### [PROBLEM REQUIREMENTS]
Reproduce every one of the entries below word for word, preserving their order.

(Dataset excerpt)
= = =

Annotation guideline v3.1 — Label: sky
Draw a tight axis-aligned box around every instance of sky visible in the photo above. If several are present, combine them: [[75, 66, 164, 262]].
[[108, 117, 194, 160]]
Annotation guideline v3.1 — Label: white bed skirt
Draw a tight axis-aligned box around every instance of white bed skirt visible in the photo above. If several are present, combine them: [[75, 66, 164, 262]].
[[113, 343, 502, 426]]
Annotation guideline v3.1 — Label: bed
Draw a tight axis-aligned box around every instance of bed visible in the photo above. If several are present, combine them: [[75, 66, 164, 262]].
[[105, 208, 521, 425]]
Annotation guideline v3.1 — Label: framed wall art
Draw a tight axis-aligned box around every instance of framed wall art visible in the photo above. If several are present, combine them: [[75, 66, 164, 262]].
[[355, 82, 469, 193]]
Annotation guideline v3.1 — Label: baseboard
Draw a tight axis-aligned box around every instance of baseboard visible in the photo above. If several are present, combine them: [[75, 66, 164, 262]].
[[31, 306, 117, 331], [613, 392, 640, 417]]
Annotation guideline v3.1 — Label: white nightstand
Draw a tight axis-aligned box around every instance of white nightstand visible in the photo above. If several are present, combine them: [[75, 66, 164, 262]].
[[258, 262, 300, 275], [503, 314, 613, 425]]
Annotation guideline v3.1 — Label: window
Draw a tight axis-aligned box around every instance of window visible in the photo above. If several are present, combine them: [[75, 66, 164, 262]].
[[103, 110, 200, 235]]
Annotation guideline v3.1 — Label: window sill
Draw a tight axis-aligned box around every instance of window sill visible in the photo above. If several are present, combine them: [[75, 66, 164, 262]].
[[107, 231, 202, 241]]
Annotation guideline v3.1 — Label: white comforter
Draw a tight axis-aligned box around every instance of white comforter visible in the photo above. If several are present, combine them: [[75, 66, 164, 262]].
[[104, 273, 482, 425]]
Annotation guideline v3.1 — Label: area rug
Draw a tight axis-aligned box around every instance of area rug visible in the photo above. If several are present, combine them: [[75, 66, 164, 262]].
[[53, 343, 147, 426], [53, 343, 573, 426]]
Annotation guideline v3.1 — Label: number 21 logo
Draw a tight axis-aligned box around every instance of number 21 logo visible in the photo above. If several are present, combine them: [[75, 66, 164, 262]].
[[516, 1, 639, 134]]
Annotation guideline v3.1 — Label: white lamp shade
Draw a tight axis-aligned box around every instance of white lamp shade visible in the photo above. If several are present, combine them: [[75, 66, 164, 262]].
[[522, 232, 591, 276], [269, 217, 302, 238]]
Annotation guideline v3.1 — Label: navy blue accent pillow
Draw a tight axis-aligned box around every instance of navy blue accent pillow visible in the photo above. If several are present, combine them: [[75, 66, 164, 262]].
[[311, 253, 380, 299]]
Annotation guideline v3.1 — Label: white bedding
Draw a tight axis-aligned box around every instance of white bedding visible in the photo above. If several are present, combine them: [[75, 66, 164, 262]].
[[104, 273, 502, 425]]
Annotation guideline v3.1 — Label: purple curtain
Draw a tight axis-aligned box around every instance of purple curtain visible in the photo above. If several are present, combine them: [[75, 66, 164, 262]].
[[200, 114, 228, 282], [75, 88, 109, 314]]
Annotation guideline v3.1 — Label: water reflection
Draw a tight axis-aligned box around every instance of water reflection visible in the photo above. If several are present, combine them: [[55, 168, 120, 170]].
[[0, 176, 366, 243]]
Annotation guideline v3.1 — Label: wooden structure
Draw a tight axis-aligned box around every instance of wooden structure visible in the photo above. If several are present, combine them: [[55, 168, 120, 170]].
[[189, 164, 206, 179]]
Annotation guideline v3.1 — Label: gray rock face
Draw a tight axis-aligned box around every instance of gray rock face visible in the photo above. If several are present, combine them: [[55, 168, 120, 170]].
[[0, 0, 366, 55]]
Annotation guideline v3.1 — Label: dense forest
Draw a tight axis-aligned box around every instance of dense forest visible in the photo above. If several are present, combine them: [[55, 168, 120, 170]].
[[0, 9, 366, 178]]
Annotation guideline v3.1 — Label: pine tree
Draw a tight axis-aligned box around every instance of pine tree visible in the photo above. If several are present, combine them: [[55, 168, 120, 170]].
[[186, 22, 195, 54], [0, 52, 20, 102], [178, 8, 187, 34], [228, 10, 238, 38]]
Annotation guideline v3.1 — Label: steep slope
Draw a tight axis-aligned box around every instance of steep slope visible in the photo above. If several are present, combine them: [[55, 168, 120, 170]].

= = =

### [SOLUTION TO THE EXERCISE]
Annotation guideline v3.1 — Label: sky
Draw a tight axis-aligned box around every instance of sky visible in the photo above. If several are present, combine them: [[75, 66, 164, 262]].
[[108, 117, 194, 160]]
Annotation guideline v3.1 — Label: white bed skirt
Draw a tight axis-aligned box around every instance of white bed skirt visible in the photo above. If several are present, combine them: [[75, 66, 164, 262]].
[[113, 343, 502, 426]]
Annotation guideline v3.1 — Label: bed
Draw a tight axis-aligned box around every instance of bed visible in the photo above. If several are present, combine them: [[75, 66, 164, 262]].
[[105, 208, 521, 425]]
Annotation guideline v3.1 — Label: framed wall art
Draw a tight axis-aligned box around every instance of framed wall art visible in the photo above. If several are present, combine them: [[75, 66, 164, 262]].
[[355, 82, 469, 193]]
Annotation guideline v3.1 — Label: baseboard
Draw a tight axis-aligned box around every instance of baseboard visible in the photo above. If several are present, combine them: [[75, 66, 164, 262]].
[[31, 306, 117, 331], [613, 392, 640, 417]]
Annotation guideline v3.1 — Label: white nightstand
Draw a tight axis-aligned box around every instance of white nightstand visible in the photo above. If several are present, combine them: [[75, 66, 164, 262]].
[[258, 262, 300, 275], [503, 314, 613, 425]]
Annotation guideline v3.1 — Label: window
Draw a tight axis-aligned box around every instance of window visible in the photo above. If several are present, combine them: [[75, 66, 164, 262]].
[[103, 110, 200, 235]]
Annotation guideline v3.1 — Label: window sill
Draw a tight axis-aligned box around every instance of window sill visible in the photo above. If several are present, combine them: [[75, 66, 164, 262]].
[[107, 231, 202, 241]]
Annotation guideline v3.1 — Label: white comforter
Draw a tight axis-aligned box around every instance of white comforter visible in the photo above. If several are present, combine them: [[75, 66, 164, 262]].
[[104, 273, 482, 425]]
Annotation guideline v3.1 — Label: area rug
Draw a tight axis-aligned box around every instance of area rug visible in the photo above. If several are present, combine them: [[75, 66, 164, 262]].
[[53, 343, 147, 426], [53, 343, 573, 426]]
Annotation guideline v3.1 — Label: number 21 logo
Draw a tight axis-aligned box around every instance of number 21 logo visible in the photo above. If several are present, combine them: [[75, 66, 164, 262]].
[[516, 1, 639, 134]]
Annotation guideline v3.1 — Label: white lamp shade
Draw a tight axis-aligned box around every instance of white lamp shade visible in the photo above. If several are present, combine them: [[75, 66, 164, 262]].
[[522, 232, 591, 276], [269, 217, 302, 238]]
Annotation guideline v3.1 — Label: navy blue accent pillow
Draw a tight axis-aligned box around every instance of navy blue accent pillow visible in the photo above. If several are present, combine them: [[75, 66, 164, 262]].
[[311, 253, 380, 299]]
Annotation guideline v3.1 — Label: white bedding
Draw a tight axis-aligned box around every instance of white bedding visible in the photo above. If several are present, combine them: [[75, 66, 164, 262]].
[[104, 273, 502, 425]]
Annotation guideline v3.1 — Label: purple curtain
Draw a tight axis-aligned box around every instance of purple curtain visible in the photo above. If several are present, combine them: [[75, 66, 164, 262]].
[[200, 114, 228, 282], [75, 88, 109, 314]]
Annotation guideline v3.1 — Label: water reflection
Draw a tight axis-aligned box around every instance of water reflection visible in the photo above. If several are present, combine them: [[55, 168, 120, 170]].
[[0, 176, 366, 243]]
Annotation guideline v3.1 — Label: wooden structure
Draw a tight axis-aligned box around every instance of wooden structure visible in the photo above. If several are present, combine them: [[55, 168, 120, 170]].
[[189, 164, 206, 179]]
Annotation guideline v3.1 — Label: gray rock face
Draw a tight axis-aligned box around every instance of gray rock face visible in the photo above. If several are present, combine them: [[55, 168, 120, 170]].
[[0, 0, 366, 55]]
Annotation guideline v3.1 — Label: dense forest
Draw a tight axis-aligned box around every instance of dense forest visible in the photo above. If several are present, combine them: [[55, 168, 120, 170]].
[[0, 9, 366, 178]]
Annotation guideline v3.1 — Label: pine tree
Draw a tight axis-aligned box around every instance of pine tree visible in the photo above. If several are present, combine them: [[55, 168, 120, 170]].
[[186, 22, 195, 54], [0, 52, 20, 102], [178, 8, 187, 34], [228, 10, 238, 38]]
Annotation guideline v3.1 — Label: steep slope
Draw a tight axis-aligned box around every instance of steep slope visible in the photo above. If several are present, combine them: [[55, 168, 120, 170]].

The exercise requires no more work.